- **Source records**
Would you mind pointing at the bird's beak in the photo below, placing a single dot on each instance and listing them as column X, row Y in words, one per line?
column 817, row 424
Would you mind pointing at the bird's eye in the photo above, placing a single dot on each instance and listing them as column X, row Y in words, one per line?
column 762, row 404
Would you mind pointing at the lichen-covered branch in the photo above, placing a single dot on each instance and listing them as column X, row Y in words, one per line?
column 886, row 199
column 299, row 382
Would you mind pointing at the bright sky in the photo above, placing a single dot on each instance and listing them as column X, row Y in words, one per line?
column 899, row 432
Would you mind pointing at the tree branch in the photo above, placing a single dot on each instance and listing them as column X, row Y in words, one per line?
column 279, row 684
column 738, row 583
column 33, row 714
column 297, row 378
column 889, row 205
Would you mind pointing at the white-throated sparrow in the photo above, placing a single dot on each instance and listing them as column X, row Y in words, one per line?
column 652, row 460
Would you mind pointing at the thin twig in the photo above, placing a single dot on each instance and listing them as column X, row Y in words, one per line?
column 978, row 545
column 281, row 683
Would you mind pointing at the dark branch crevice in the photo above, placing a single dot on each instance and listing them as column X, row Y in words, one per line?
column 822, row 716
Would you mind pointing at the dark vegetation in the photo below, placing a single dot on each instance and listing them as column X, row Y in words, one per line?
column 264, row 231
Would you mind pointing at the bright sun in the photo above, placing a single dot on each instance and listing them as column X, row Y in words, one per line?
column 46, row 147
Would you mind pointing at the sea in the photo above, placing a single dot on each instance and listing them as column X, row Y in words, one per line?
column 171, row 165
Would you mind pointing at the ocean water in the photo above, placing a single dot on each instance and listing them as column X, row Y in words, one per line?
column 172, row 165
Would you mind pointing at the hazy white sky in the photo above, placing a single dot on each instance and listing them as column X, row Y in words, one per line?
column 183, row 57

- **TASK PROMPT**
Copy out every one of the entries above word for word, with nothing changed.

- **CORRECT RESPONSE**
Would you mind pointing at the bird's beak in the photo below, placing a single dot on each instance and listing them as column X, row Y in words, one per line?
column 817, row 424
Would you mind pointing at the bird's eye in the photo above, placing a single dot on each instance and listing them as column X, row Y in words, one per line?
column 762, row 404
Would you mind pointing at the lichen-covered branch in the photo above, placing a single dot on each instance and listing them as column X, row Y in words, one per line?
column 886, row 199
column 299, row 382
Would you mind pointing at the bright sky in the photo above, placing a single dot on each instance and listing them as column X, row Y in words, one per line?
column 899, row 432
Would you mind pointing at the tree branch in the photo above, placing a single dot on each instance and listing them as column X, row Y in words, one per line?
column 279, row 684
column 738, row 583
column 33, row 714
column 297, row 378
column 889, row 205
Would you mind pointing at the white-throated sparrow in the photo above, placing a single dot on each instance and listing them as column X, row Y in words, one per line?
column 652, row 460
Would you mind pointing at the thin twig in the photo above, placing a single dot on each instance and listing them as column X, row Y in words, one per line?
column 978, row 545
column 281, row 683
Would you mind pointing at the dark branch crevice in the photo above, placing a single dot on each instance and listing them as column X, row Y in words, one per line?
column 822, row 716
Would you mind pointing at the dark vegetation in the photo below, placing a single dot on each instance and listing them as column X, row Y in words, one per line?
column 264, row 231
Would you mind pointing at the bright sun in the photo above, placing a single dot on each instance and listing them as column X, row Y in words, one per line?
column 46, row 147
Would you mind pointing at the sea in the photo above, placing a single dot on each instance and listing them as column X, row Y in words, one per line?
column 171, row 165
Would you mind pointing at the ocean water in the photo above, placing a single dot on each instance and listing them as column X, row Y in words, one per line?
column 172, row 165
Would you mind pointing at the hazy white sky in the photo above, placing a single dot on each instance and listing them as column X, row Y in words, one per line?
column 183, row 57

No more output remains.